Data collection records
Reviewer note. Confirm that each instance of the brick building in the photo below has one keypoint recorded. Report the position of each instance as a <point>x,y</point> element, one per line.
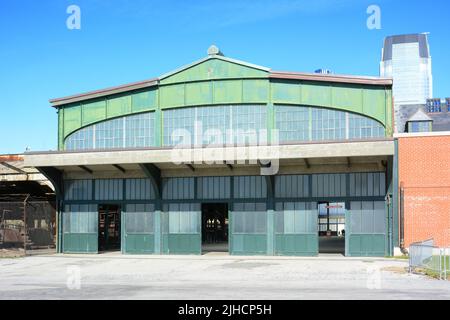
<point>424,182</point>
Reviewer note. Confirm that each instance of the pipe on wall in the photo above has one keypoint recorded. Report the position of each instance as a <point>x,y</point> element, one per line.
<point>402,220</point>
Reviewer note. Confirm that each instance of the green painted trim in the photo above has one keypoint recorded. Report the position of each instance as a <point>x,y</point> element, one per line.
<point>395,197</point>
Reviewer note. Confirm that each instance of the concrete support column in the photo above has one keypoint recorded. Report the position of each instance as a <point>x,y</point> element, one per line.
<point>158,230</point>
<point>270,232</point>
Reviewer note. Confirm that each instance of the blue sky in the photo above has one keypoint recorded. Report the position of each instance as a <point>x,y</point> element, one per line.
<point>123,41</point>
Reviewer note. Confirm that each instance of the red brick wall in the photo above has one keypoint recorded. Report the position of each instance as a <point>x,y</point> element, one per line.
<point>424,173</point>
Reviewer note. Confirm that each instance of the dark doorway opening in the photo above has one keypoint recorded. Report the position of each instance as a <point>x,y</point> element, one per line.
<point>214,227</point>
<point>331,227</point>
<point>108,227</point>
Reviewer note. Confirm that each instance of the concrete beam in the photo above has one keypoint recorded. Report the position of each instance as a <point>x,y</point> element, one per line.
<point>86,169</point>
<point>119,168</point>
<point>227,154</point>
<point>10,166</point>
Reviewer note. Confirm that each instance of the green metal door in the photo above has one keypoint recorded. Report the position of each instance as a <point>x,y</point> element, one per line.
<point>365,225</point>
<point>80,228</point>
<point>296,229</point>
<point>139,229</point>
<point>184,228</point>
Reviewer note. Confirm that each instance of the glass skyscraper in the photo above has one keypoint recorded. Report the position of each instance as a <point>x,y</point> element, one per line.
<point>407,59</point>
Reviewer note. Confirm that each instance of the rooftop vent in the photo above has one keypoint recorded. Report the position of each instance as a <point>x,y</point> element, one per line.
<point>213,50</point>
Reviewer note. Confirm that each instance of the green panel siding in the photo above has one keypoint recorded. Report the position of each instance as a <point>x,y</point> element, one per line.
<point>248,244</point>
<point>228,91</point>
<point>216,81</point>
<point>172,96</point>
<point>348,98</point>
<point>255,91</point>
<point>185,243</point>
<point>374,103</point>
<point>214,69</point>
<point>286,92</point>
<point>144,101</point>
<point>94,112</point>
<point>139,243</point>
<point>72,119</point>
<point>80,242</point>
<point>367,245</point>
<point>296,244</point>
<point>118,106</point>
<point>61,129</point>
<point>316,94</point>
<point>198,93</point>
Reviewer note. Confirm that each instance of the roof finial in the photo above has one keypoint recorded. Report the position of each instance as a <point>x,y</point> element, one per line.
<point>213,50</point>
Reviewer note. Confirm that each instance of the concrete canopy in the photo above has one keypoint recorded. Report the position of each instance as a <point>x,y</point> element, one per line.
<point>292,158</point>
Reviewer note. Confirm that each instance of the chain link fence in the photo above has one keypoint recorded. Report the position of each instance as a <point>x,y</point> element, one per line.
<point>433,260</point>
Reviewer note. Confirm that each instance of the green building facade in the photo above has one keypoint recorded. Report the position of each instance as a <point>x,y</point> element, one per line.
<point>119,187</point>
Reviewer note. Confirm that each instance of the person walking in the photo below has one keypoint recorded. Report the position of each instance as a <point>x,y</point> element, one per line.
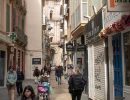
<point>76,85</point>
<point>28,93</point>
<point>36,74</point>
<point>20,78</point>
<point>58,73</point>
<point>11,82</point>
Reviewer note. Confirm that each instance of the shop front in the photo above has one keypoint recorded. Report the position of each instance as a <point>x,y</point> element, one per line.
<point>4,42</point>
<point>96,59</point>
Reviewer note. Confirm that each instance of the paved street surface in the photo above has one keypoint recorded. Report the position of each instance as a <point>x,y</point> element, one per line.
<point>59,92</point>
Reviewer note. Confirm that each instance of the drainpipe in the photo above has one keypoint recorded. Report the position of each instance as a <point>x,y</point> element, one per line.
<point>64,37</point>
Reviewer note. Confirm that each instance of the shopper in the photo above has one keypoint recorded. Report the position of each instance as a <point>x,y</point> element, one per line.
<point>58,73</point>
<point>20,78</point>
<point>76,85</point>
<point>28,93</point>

...

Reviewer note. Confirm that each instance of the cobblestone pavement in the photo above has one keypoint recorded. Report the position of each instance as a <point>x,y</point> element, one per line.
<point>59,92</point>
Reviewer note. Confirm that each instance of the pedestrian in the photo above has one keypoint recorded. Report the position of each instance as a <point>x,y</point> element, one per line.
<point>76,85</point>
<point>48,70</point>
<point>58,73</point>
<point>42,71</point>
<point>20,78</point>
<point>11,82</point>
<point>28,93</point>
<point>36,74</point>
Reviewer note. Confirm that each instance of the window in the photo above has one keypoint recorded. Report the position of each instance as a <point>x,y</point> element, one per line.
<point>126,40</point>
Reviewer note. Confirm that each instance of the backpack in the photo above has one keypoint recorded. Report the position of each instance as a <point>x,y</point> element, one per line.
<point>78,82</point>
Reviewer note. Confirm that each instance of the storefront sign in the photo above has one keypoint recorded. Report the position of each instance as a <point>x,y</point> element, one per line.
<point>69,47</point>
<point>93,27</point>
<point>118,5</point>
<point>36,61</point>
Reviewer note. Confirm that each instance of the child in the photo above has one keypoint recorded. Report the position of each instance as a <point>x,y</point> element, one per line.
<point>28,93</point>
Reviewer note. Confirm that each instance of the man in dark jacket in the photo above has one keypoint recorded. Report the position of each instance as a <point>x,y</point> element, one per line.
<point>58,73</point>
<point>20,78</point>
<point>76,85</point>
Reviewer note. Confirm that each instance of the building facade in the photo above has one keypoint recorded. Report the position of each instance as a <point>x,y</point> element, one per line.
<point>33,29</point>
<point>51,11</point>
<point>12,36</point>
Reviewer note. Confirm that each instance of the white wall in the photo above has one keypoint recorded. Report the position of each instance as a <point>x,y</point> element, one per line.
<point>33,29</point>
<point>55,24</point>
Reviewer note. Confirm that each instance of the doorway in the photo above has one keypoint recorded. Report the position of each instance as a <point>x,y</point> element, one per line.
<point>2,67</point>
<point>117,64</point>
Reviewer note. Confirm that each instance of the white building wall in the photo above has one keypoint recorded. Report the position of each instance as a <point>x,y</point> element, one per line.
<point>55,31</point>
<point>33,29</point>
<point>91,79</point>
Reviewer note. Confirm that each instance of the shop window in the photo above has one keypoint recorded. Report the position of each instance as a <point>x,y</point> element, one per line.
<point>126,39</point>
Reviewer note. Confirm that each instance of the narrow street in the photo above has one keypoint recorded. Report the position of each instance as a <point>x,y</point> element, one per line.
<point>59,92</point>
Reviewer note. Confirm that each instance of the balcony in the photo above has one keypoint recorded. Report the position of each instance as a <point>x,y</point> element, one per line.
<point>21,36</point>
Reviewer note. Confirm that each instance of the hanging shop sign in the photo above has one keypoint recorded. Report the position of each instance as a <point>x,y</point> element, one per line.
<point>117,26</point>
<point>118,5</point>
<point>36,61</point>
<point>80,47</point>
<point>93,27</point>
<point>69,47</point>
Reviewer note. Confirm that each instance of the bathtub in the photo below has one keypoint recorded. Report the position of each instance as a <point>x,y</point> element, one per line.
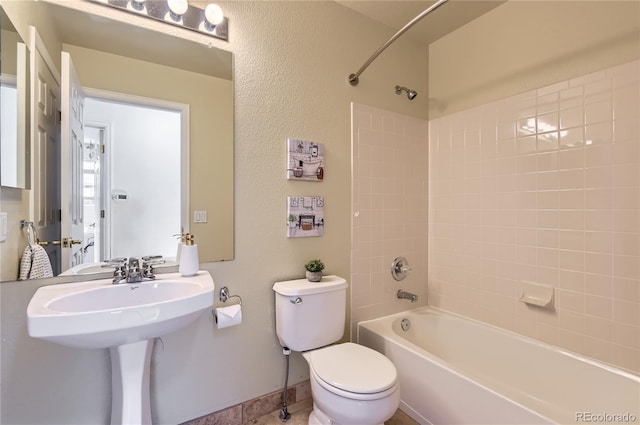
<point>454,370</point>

--

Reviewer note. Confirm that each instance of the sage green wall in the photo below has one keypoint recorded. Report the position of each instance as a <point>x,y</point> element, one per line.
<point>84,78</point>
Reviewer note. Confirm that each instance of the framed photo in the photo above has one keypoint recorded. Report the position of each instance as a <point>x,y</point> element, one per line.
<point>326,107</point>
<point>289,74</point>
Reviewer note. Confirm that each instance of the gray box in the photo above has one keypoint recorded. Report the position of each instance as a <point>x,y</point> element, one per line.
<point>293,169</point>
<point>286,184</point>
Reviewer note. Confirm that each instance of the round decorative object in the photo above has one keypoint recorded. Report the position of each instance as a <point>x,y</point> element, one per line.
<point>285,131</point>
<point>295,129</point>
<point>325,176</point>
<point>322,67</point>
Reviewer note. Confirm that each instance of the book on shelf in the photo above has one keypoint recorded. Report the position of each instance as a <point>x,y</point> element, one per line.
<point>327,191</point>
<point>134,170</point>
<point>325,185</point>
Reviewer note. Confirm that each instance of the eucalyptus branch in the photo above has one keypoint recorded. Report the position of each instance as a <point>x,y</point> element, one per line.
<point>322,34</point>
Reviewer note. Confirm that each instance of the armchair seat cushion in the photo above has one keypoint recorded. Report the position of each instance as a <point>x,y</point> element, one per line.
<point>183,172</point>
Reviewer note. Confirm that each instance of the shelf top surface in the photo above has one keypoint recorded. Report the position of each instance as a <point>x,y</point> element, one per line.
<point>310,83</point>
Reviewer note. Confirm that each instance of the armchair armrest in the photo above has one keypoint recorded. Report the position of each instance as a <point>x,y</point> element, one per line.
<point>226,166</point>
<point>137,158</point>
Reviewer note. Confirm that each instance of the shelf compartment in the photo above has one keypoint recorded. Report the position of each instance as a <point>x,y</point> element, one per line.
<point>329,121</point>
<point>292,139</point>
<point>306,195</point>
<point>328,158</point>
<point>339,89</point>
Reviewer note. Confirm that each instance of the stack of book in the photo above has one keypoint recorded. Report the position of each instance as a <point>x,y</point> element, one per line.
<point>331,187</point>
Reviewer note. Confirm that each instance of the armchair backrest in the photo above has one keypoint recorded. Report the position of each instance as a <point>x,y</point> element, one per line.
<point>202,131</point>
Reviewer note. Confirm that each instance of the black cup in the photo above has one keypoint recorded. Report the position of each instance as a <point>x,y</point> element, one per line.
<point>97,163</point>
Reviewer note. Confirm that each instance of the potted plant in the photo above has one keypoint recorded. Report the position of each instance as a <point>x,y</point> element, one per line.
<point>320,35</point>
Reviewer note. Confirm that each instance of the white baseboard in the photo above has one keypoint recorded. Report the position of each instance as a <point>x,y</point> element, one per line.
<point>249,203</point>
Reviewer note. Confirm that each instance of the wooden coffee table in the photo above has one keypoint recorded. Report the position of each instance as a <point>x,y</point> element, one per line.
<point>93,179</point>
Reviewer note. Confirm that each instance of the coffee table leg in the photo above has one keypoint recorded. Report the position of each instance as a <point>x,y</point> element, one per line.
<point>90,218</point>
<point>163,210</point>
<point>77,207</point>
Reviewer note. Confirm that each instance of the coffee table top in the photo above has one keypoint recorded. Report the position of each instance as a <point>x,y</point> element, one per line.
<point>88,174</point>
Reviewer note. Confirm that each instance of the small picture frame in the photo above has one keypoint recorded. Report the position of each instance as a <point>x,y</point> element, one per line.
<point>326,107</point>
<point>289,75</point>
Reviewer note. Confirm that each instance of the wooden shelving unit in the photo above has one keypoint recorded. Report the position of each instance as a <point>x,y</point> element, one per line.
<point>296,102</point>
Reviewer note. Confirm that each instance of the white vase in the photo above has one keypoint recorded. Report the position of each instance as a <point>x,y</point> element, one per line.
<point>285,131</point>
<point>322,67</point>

--- Requirement ---
Repeat everything from the line containing "Reviewer note. Confirm that each instance of the backpack" down to the line containing "<point>12,36</point>", both lines included.

--- Response ---
Reviewer note. Confirm that each instance of the backpack in the photo above has one keypoint recorded. Report the position of each instance as a <point>x,y</point> element, one per line.
<point>78,82</point>
Reviewer note. Confirm that each instance of the storefront sign in the photo above has one keypoint recorded. Report the position of each instance as a <point>x,y</point> element, one per line.
<point>69,47</point>
<point>93,27</point>
<point>118,5</point>
<point>36,61</point>
Reviewer note. Confirm that each instance of the child in the photo above has one keypoint recorded. Report the position of each instance as a <point>x,y</point> element, one per line.
<point>28,93</point>
Reviewer note. Confirm that each instance of the man in dark jacket in the photo above has one keypoint recorded. Report the position of each instance as a <point>x,y</point> element, one per line.
<point>58,73</point>
<point>20,78</point>
<point>76,85</point>
Reviewer note. Confirm that each instance of the building facade in the photo above has one keypoint recorded. Report the position of each instance as a <point>x,y</point> element, one per line.
<point>33,29</point>
<point>51,11</point>
<point>12,36</point>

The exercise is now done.